Brano fornito:
====

Inoltre (anche se forse è una stupidissima cosa), quando aprite una sessione di gnome-terminal (v-2.14.2), provate a cliccare su Aiuto > Informazioni e poi provate a pigiare il tasto Chiudi. A me non si chiude. Prima dell'aggiornamento di gtk+ (ma non ci metterei la mano sul fuoco però) si chiudeva normalmente.

PS: ho provato a ricompilare sia gnome-terminal sia amule. Nessun cambiamento

----------

## daniel979

Anche io segnalo lo stesso problema con amule in seguito all'aggiornamento del pacchetto gtk+

(quando chiudo l'ultimo tab della ricerca amule crasha)

ho provato a ricompilare wxGTK e successivamente amule.

====

Consegna scritta A:
Trascrivi di nuovo i record dal loro inizio fino alla riga che contiene "[343,179,369,191]", compresa, sostituendo "Locate" con "Find" e lasciando tutto il resto invariato.
Il brano e i record non hanno alcun legame tra loro.

====

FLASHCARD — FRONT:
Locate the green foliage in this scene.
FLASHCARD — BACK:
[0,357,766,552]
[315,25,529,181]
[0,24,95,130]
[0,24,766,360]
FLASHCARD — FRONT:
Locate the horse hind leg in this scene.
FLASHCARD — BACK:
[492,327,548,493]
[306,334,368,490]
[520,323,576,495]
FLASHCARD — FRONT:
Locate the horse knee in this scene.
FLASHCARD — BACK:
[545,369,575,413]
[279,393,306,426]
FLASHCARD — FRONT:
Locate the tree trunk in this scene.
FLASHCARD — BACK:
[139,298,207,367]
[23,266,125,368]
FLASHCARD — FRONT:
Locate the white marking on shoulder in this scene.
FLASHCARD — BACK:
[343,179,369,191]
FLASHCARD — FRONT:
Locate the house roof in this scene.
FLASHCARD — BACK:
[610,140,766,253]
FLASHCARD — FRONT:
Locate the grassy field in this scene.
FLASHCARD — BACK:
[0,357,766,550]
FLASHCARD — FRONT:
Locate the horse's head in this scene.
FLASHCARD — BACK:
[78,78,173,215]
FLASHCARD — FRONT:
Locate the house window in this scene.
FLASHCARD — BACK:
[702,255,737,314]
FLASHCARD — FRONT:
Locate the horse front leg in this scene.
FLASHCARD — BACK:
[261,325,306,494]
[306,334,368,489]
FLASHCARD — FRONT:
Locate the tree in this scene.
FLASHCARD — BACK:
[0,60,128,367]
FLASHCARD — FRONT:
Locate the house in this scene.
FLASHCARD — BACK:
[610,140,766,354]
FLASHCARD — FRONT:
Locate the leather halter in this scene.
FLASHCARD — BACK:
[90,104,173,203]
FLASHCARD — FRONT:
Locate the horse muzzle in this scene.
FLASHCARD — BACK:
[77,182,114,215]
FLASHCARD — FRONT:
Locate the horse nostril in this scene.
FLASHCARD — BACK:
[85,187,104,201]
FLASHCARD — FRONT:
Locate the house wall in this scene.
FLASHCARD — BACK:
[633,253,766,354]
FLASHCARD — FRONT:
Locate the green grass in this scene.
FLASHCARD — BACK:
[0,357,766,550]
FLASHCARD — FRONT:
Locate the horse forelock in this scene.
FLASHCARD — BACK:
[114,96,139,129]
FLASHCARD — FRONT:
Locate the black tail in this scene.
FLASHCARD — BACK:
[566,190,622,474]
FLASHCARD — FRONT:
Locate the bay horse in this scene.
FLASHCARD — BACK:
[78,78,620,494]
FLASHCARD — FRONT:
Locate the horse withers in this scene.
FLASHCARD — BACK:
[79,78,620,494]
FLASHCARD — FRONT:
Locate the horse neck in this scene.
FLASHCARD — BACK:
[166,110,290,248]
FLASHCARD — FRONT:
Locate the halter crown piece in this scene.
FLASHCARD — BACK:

====

Consegna scritta B:
Nel brano, che cosa accade ad amule, secondo daniel979, quando chiude l'ultimo tab della ricerca?

Soluzione svolta A:
FLASHCARD — FRONT:
Find the green foliage in this scene.
FLASHCARD — BACK:
[0,357,766,552]
[315,25,529,181]
[0,24,95,130]
[0,24,766,360]
FLASHCARD — FRONT:
Find the horse hind leg in this scene.
FLASHCARD — BACK:
[492,327,548,493]
[306,334,368,490]
[520,323,576,495]
FLASHCARD — FRONT:
Find the horse knee in this scene.
FLASHCARD — BACK:
[545,369,575,413]
[279,393,306,426]
FLASHCARD — FRONT:
Find the tree trunk in this scene.
FLASHCARD — BACK:
[139,298,207,367]
[23,266,125,368]
FLASHCARD — FRONT:
Find the white marking on shoulder in this scene.
FLASHCARD — BACK:
[343,179,369,191]

Soluzione svolta B:
Amule crasha.